━━━━━ TEXTO FORNECIDO

Com propriedade, decidiu o Supremo Tribunal Federal que o
humor encontra guarida na Constituição Federal de 1988, permitindo o uso do
humor no questionamento a partidos, candidatos e autoridades no geral. Ao suspender
a eficácia do inciso II e do inciso III do artigo 45 da Lei 9.504 e, por
arrastamento, a eficácia dos parágrafo 4º e 5º, o Poder Judiciário garantiu aos
brasileiros “o direito de expender críticas a qualquer pessoa, ainda que em tom
áspero, contundente, sarcástico, irônico ou irreverente, especialmente contra
as autoridades e aparelhos de Estado”, como registrou o ministro Ayres Britto.
A dignidade da
pessoa humana
Ao longo dos anos, o Supremo Tribunal Federal foi chamado
para concretizar o sentido do princípio constitucional da liberdade de
expressão e pensamento, que a Constituição Federal de 1988 protege como direito
fundamental nos incisos IV e IX do seu artigo 5° . Cada vez que este princípio
contrapunha-se a um outro, terminava o Supremo a dar-lhe contornos mais claros
na medida em que lhe impunha limites. No Habeas Corpus 82.424/RS , os contornos
deveram-se à primazia do princípio da dignidade da pessoa humana.

━━━━━━━━━━

● CONJUNTO DE TAREFAS
• 1. Liste os adjetivos que, no texto sobre o humor e a liberdade de expressão, qualificam o tom em que as críticas podem ser feitas.
• 2. Prossiga com o texto sobre o humor e a liberdade de expressão a partir do ponto em que ele termina.

━━━━━ DADOS REGISTRADOS

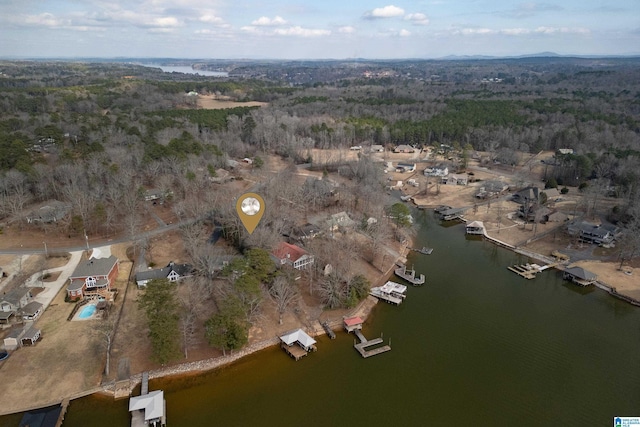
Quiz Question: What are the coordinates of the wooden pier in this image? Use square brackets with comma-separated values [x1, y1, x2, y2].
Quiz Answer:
[353, 329, 391, 359]
[321, 320, 336, 340]
[395, 265, 425, 286]
[369, 281, 407, 305]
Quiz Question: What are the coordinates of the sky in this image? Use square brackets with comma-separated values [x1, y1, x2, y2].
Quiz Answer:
[0, 0, 640, 59]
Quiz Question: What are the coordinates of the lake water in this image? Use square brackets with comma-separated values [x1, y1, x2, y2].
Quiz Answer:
[141, 64, 229, 77]
[58, 212, 640, 427]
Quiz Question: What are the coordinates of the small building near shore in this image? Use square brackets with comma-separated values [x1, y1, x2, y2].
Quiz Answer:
[465, 221, 484, 235]
[342, 316, 364, 332]
[562, 267, 598, 286]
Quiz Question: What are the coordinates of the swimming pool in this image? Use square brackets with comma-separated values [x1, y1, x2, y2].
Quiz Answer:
[78, 304, 96, 319]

━━━━━━━━━━

● RESPOSTAS ABAIXO
• 1. áspero, contundente, sarcástico, irônico, irreverente

• 2.
Nessa ocasião, o Supremo foi instado a decidir sobre a
condenação à pena de dois anos de reclusão de indivíduo como incurso no tipo
penal previsto pelo artigo 20 da Lei n° 7.716/89 – crime de preconceito . À
primeira vista, o que parecia ser mais um entre os milhares dos Habeas Corpus
impetrados contra ato constritivo à liberdade de locomoção, revelou-se um
autêntico hard case. Ao decidir sobre a prisão de um editor de livros cuja obra
foi considerada antissemita, o Supremo estabeleceu limites à liberdade de
expressão diante do princípio da dignidade da pessoa humana.
A controvérsia girava em torno de dois pontos. Primeiro,
questionava-se a possibilidade de enquadrar o preconceito com judeus no tipo
penal do racismo, ou seja, a abrangência do dispositivo legal quando da
interpretação do conteúdo de livros revisionistas escritos por Sigfried
Ellwanger. Para os impetrantes, a punição do crime estaria prescrita porque o
julgamento pela primeira instância aconteceu quase doze meses após o
recebimento da denúncia, na forma do artigo 109 e 110 do Código Penal. A
solução seria defender a natureza comum do crime para afastar a
imprescritibilidade do racismo, como estipula o
artigo 5°, inciso XLII, da Constituição, ao argumento de que não
existiria uma “raça judaica”, apenas a raça humana.
Em segundo lugar, defendia-se a prevalência da liberdade de
expressão. Entretanto, este mesmo texto constitucional estabelece não só a
dignidade da pessoa humana como um dos fundamentos da República brasileira,
como também institui a igualdade entre todos os cidadãos. Instalava-se, assim,
o hard case, na medida em que a controvérsia não encontra solução óbvia na
ordem jurídica. É nesse momento, de acordo com Ronald Dworkin, que o intérprete
da lei depara-se com a árdua tarefa de analisar o problema à luz de seus
partícipes, seu contexto e suas consequências.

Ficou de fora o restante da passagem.